**Data records:**
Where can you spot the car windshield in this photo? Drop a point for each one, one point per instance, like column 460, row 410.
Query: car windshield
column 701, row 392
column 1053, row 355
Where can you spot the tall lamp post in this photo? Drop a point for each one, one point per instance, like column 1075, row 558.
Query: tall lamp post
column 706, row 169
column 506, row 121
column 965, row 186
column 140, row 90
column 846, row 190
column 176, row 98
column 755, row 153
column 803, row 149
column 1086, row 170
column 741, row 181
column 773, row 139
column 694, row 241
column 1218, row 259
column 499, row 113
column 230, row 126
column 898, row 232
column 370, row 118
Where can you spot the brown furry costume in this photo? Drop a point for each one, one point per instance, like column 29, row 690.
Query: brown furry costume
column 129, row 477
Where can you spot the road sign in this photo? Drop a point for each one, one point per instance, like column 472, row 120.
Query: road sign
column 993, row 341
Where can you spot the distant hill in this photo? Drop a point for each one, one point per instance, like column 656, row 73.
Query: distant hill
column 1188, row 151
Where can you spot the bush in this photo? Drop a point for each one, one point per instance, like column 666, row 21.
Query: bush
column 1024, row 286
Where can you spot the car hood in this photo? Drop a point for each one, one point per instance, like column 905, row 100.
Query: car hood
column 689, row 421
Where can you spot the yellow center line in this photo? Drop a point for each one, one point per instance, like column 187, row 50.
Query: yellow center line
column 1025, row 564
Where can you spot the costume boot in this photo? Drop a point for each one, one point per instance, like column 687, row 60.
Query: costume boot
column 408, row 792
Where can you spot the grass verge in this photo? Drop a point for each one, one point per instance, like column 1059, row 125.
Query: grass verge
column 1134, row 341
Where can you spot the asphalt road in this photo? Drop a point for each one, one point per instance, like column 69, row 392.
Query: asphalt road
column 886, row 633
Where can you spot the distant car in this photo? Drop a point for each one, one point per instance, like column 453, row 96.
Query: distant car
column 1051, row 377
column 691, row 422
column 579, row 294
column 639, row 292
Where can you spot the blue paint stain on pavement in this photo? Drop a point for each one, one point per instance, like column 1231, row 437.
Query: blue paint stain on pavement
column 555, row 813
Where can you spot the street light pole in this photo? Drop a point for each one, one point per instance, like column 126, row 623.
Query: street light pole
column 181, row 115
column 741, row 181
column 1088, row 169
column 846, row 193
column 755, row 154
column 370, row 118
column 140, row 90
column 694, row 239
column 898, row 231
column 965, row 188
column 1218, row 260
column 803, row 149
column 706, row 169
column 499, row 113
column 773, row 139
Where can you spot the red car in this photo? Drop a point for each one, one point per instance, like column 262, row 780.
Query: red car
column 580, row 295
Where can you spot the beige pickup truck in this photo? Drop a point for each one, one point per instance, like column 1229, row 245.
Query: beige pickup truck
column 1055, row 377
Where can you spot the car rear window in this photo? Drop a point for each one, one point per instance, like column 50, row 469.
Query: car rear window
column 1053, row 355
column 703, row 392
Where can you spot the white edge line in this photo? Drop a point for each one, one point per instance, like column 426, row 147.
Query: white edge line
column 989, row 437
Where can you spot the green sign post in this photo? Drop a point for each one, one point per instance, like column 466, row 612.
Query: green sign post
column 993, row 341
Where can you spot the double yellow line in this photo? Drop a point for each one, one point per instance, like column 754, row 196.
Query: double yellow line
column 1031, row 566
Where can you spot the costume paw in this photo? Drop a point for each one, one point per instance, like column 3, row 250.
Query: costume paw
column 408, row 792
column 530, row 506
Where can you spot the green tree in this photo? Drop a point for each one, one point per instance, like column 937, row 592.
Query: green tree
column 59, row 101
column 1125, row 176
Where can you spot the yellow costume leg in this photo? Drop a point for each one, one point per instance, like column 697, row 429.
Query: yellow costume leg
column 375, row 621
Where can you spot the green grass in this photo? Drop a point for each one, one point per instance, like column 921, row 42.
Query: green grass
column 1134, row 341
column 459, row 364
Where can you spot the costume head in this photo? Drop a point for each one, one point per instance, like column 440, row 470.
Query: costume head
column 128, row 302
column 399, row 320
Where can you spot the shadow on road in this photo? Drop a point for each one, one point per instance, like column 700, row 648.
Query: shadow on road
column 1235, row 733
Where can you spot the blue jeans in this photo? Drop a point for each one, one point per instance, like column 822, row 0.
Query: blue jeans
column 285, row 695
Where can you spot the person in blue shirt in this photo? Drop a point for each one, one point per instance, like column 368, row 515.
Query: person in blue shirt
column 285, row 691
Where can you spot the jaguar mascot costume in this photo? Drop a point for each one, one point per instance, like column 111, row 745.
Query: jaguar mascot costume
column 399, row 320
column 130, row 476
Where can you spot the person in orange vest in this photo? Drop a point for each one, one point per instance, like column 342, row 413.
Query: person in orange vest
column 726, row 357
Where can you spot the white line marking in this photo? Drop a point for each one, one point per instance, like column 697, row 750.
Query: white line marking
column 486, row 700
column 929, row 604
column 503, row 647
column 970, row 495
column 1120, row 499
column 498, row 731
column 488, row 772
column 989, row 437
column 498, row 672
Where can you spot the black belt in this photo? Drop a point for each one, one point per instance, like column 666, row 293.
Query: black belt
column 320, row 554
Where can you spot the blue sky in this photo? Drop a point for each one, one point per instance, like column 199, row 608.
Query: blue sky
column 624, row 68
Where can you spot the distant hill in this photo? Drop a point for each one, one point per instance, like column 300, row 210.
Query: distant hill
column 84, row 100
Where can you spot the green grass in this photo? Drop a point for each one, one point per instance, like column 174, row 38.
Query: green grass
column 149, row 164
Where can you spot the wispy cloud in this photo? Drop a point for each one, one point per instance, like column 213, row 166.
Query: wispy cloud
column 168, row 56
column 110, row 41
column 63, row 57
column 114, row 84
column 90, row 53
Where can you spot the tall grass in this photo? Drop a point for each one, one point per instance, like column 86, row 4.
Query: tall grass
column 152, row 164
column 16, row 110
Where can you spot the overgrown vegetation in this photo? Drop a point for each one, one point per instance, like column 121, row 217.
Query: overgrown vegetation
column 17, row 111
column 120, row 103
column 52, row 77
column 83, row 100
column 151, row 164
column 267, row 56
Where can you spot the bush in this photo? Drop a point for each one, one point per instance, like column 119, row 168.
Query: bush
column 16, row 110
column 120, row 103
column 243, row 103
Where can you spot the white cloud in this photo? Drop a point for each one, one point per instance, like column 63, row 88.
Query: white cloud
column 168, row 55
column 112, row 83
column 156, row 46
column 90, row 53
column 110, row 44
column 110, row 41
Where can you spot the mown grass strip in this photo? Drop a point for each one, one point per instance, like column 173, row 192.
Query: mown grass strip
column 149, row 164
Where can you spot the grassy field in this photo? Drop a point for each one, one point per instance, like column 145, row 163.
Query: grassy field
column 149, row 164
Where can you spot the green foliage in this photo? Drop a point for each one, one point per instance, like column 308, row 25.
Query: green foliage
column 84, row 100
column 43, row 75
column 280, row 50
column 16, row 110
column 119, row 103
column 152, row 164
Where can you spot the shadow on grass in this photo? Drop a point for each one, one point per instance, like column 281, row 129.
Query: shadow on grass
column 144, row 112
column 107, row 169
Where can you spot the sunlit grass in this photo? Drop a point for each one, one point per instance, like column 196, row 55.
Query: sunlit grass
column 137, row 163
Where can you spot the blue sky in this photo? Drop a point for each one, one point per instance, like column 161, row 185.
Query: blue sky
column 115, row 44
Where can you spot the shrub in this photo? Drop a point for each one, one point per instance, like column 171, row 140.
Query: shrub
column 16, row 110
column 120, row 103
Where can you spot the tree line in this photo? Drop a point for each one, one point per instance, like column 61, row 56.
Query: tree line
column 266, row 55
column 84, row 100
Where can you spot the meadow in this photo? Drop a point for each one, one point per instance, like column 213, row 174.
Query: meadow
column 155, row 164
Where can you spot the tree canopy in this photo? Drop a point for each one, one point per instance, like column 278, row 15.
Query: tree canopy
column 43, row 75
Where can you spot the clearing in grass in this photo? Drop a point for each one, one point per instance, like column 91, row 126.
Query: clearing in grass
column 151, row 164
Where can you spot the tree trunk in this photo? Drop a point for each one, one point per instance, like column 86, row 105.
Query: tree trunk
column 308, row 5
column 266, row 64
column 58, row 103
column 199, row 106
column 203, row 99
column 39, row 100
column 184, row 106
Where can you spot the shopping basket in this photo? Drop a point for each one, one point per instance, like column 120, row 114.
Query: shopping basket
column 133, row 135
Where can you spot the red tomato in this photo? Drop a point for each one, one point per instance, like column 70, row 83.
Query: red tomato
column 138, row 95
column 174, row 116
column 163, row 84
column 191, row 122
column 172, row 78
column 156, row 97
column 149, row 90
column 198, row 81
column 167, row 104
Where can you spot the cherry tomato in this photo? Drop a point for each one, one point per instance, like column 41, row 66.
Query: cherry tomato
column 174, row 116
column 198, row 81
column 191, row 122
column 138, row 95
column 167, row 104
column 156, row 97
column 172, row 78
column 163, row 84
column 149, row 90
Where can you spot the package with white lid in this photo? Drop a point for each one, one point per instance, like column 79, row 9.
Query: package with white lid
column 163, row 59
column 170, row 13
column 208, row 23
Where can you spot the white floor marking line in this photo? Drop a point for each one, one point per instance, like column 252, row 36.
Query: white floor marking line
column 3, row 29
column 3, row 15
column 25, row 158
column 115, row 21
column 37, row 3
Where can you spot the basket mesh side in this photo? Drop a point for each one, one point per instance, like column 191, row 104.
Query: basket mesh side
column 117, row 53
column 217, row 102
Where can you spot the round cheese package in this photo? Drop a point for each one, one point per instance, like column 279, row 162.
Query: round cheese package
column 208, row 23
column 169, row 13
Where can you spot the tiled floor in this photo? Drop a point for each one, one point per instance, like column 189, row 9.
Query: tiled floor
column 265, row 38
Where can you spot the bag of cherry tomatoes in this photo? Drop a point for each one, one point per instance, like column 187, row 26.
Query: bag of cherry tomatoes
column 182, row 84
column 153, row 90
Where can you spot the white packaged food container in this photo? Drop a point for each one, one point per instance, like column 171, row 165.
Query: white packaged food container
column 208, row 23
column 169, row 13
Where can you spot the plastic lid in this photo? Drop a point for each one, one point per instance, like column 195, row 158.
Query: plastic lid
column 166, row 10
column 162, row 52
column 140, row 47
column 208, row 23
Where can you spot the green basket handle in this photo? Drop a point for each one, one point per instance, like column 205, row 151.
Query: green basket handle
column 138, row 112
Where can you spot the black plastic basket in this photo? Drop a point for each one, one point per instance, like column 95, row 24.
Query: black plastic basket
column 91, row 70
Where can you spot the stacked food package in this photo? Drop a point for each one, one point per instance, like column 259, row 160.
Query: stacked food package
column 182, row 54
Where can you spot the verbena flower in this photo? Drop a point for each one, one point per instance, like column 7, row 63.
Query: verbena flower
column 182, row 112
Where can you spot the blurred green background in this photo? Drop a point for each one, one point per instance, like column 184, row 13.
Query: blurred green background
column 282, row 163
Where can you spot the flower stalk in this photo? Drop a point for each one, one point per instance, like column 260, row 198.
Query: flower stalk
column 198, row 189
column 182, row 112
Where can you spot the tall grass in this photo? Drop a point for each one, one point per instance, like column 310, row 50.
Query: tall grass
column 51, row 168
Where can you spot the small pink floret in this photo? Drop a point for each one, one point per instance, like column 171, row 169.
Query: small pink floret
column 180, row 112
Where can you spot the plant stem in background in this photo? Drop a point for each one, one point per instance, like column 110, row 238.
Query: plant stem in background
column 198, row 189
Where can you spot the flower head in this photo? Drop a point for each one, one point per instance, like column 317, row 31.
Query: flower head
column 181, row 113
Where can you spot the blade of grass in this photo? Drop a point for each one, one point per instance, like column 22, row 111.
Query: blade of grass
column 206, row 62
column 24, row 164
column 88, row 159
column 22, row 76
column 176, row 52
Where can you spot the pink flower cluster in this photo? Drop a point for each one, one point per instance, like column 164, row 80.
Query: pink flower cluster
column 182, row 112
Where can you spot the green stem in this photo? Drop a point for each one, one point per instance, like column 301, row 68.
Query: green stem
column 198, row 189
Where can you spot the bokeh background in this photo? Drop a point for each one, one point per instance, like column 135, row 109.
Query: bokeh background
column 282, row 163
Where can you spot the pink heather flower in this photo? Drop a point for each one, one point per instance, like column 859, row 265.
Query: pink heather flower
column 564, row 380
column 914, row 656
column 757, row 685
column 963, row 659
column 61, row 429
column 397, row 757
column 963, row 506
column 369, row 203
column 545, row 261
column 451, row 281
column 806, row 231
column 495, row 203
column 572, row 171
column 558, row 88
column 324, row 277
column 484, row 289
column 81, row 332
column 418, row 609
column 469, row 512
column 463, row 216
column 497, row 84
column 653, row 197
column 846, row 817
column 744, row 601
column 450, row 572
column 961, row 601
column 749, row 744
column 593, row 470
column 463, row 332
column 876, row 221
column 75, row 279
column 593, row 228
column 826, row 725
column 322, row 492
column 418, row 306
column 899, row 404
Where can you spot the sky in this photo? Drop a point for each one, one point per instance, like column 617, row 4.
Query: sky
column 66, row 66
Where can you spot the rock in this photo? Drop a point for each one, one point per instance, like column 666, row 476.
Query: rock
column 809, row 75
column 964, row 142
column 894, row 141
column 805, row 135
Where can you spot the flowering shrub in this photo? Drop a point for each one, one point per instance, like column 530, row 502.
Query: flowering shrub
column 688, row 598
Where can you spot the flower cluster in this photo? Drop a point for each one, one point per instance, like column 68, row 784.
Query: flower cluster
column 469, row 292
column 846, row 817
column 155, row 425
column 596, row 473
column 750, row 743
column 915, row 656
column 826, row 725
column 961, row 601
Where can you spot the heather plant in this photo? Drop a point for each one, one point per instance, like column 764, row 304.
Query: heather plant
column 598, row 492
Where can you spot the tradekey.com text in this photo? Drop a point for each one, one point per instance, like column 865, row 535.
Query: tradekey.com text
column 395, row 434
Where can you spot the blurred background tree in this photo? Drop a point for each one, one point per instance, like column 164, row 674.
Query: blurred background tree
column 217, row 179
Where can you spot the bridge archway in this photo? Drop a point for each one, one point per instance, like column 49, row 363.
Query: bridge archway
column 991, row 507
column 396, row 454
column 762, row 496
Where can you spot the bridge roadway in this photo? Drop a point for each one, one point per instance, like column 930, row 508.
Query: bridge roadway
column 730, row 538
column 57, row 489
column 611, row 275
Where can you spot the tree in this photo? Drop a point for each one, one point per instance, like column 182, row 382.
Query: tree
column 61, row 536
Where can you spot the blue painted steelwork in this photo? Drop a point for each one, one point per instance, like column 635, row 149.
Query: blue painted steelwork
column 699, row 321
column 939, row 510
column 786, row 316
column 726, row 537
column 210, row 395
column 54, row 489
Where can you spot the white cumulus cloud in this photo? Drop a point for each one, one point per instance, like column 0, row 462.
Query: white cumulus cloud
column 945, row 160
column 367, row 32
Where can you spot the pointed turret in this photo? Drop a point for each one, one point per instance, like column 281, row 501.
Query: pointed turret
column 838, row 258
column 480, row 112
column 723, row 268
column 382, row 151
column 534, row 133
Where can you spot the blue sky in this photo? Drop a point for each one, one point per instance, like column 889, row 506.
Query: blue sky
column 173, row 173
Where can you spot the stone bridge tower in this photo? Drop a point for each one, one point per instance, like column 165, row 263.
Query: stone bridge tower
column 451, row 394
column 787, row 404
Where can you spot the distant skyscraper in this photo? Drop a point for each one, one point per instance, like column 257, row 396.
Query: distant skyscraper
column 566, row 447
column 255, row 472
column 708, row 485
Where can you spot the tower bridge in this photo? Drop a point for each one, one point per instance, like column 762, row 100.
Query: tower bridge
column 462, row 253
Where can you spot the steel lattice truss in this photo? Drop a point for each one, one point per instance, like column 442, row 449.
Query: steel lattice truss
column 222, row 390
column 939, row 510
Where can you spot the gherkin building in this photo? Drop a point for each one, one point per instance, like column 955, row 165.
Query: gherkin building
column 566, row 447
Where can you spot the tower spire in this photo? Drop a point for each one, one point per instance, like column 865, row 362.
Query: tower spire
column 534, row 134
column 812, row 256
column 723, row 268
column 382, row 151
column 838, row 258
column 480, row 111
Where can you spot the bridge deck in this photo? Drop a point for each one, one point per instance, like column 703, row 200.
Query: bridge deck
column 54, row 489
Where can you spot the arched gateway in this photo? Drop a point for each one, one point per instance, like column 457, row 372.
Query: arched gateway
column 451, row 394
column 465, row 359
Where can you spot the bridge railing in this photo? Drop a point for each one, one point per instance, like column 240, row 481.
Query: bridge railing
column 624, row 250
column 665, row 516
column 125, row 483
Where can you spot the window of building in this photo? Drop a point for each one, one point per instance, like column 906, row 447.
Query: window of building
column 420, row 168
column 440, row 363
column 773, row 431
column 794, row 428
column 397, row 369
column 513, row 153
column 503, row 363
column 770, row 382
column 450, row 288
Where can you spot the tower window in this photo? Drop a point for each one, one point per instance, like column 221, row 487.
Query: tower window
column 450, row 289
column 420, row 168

**What this task involves:**
Only one stretch of the data above is needed. Restate it word for word, from the line containing "Query: car rear window" through the line containing "Where can you spot the green sign", both ends included.

**Written response:**
Query: car rear window
column 1053, row 355
column 703, row 392
Where can you spot the white edge line in this photo? Drop a point for each one, one point per instance, like column 426, row 147.
Query: white edge line
column 989, row 437
Where can you spot the green sign post in this photo? Drop a point for each one, one point per instance, like column 466, row 612.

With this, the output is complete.